**INFORMATION**:
.....

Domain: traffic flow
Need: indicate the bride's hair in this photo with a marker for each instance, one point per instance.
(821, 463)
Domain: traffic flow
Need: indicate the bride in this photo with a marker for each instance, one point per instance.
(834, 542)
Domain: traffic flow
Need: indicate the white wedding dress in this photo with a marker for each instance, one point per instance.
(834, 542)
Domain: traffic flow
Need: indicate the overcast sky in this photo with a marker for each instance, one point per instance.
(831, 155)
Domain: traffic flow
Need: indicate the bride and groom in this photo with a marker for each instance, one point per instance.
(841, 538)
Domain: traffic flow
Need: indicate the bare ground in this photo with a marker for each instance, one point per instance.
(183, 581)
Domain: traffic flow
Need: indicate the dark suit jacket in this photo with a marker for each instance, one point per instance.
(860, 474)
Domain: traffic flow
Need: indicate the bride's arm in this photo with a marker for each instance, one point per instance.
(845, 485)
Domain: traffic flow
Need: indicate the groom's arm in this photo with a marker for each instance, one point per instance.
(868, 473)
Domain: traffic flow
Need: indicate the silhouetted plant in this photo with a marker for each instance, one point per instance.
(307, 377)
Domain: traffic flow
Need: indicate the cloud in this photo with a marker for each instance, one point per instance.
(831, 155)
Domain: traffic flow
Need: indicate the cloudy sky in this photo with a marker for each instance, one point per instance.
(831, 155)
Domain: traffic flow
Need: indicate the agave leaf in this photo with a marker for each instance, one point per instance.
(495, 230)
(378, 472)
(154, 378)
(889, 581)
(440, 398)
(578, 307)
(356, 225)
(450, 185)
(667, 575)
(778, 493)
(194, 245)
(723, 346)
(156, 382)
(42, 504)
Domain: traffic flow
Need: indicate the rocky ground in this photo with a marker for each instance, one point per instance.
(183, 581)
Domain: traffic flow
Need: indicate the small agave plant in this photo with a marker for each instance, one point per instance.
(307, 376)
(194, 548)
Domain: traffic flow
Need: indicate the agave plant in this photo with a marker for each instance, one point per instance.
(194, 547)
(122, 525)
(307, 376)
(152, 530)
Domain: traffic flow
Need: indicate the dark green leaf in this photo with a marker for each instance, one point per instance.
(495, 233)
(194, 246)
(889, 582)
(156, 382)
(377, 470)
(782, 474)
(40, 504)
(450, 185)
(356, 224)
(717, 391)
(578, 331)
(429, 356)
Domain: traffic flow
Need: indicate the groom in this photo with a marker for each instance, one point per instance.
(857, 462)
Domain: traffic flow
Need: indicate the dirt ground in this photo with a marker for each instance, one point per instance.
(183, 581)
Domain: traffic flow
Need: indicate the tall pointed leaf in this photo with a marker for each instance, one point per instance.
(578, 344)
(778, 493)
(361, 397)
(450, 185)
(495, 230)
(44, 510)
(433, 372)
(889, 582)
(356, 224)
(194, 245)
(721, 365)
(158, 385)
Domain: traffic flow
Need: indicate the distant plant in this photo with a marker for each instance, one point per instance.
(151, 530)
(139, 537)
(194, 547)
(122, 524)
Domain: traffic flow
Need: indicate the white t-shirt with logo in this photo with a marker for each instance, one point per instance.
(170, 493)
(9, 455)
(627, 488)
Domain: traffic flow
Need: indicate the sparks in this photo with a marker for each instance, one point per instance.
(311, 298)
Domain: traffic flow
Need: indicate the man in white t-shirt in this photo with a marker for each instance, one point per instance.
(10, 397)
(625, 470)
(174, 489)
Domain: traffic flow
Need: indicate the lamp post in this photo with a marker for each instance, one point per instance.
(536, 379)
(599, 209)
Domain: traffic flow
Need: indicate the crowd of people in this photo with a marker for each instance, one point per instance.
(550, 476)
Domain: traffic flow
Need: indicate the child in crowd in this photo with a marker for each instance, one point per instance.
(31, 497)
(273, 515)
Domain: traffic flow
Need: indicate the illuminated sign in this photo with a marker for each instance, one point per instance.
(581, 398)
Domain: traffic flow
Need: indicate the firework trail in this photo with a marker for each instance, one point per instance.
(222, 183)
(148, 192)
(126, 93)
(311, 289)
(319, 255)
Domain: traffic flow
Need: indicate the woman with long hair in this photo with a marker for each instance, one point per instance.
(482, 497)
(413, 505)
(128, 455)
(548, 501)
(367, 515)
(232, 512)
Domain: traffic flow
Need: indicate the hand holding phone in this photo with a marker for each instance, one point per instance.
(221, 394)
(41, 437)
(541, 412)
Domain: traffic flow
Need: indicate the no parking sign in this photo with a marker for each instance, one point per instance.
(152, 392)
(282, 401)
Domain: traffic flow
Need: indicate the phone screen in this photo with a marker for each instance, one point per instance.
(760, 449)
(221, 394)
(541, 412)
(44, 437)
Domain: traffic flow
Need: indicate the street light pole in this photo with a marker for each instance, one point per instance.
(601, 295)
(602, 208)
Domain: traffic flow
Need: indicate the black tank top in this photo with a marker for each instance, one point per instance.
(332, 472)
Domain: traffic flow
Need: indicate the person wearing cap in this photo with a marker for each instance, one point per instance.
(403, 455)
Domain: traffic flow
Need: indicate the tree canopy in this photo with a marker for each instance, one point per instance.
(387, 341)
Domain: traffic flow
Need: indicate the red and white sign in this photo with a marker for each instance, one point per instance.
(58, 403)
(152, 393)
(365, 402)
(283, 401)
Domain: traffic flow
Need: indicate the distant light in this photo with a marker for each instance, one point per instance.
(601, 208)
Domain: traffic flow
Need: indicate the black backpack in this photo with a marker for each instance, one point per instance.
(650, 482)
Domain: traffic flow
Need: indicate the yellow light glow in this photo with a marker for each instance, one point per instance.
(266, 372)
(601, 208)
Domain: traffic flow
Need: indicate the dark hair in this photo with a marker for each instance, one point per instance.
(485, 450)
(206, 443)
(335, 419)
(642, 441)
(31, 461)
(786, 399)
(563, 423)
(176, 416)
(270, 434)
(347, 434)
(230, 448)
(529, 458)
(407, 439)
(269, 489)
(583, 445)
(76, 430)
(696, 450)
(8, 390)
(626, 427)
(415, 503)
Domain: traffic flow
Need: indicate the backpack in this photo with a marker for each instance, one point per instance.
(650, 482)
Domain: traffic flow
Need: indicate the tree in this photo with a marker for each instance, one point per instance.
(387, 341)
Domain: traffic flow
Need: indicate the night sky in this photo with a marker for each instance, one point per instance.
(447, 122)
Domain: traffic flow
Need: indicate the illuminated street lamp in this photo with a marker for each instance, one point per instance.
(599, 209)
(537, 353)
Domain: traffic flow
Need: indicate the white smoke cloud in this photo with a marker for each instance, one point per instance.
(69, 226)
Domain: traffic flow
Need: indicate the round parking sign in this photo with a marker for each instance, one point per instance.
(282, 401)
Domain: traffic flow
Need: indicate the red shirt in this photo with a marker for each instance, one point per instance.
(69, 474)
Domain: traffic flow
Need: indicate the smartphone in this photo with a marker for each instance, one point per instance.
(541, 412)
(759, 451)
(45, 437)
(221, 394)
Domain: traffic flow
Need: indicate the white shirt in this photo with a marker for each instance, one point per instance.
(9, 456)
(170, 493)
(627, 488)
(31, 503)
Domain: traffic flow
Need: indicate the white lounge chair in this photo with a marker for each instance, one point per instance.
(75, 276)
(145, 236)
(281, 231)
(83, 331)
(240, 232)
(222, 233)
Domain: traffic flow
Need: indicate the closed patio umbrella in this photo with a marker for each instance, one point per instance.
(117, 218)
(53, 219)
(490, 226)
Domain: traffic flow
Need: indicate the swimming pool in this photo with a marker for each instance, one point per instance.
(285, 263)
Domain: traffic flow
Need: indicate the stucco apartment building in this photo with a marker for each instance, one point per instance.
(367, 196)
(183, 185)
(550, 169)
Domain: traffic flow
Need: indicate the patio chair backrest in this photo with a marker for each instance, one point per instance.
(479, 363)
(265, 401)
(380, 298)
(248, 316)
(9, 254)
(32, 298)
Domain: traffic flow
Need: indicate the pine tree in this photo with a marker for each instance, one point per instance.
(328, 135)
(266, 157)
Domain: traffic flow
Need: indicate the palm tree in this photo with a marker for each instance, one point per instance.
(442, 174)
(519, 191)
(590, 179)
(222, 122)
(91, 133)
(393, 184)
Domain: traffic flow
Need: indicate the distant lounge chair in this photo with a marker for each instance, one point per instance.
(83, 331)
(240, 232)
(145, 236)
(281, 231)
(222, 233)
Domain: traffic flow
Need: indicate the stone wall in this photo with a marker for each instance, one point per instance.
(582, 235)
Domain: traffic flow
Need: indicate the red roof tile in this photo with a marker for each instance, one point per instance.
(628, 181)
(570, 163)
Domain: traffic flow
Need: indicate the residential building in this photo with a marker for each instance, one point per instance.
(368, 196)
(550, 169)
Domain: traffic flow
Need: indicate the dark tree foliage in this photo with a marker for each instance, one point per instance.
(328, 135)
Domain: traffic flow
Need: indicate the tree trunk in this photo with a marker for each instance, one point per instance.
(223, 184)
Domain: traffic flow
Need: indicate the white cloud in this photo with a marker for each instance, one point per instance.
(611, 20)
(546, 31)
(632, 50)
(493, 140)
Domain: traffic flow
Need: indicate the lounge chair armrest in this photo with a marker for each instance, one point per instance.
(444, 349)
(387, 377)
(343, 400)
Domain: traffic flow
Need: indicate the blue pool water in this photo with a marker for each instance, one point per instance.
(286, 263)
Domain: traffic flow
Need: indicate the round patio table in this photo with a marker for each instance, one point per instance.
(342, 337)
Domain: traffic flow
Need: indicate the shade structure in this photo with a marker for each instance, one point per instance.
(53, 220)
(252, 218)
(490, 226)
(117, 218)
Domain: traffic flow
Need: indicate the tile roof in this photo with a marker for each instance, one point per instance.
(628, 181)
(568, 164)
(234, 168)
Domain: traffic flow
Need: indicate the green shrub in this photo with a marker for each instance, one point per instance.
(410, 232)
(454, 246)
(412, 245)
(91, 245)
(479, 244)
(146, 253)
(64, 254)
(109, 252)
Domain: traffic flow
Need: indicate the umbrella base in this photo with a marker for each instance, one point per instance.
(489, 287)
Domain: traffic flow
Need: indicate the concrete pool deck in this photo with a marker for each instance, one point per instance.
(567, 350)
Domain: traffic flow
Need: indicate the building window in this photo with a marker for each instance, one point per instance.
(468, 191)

.....

**YOUR TASK**:
Output the line containing "Need: indicate the round patio" and each line after it through the close of the entries, unchanged and with no other lines.

**ANSWER TO THE EXERCISE**:
Need: indicate the round patio table in this photo with a marker for each instance, one point per instance.
(342, 337)
Domain: traffic flow
Need: indicate the shade structure in this photo with a marker for each instance, one point per instance.
(53, 220)
(252, 218)
(490, 226)
(117, 218)
Domain: traffic flow
Need: indicate the tile roof in this photo with a marker for each instance, one point per instance.
(628, 181)
(568, 164)
(234, 168)
Domain: traffic flow
Need: indicate the green shrub in this photo with a marker for each instance, one point per instance.
(410, 232)
(454, 246)
(412, 245)
(91, 245)
(479, 244)
(146, 253)
(64, 254)
(109, 252)
Domain: traffic flow
Need: indicate the umbrella base in this photo with a marker for each instance, one point per instance.
(489, 287)
Domain: traffic flow
Need: indicate the concrete pool deck in this photo with a marker for each instance, one point per instance.
(567, 350)
Domain: traffic flow
Need: indicate the building window in this photo with a marker for each instance, one point per instance.
(468, 191)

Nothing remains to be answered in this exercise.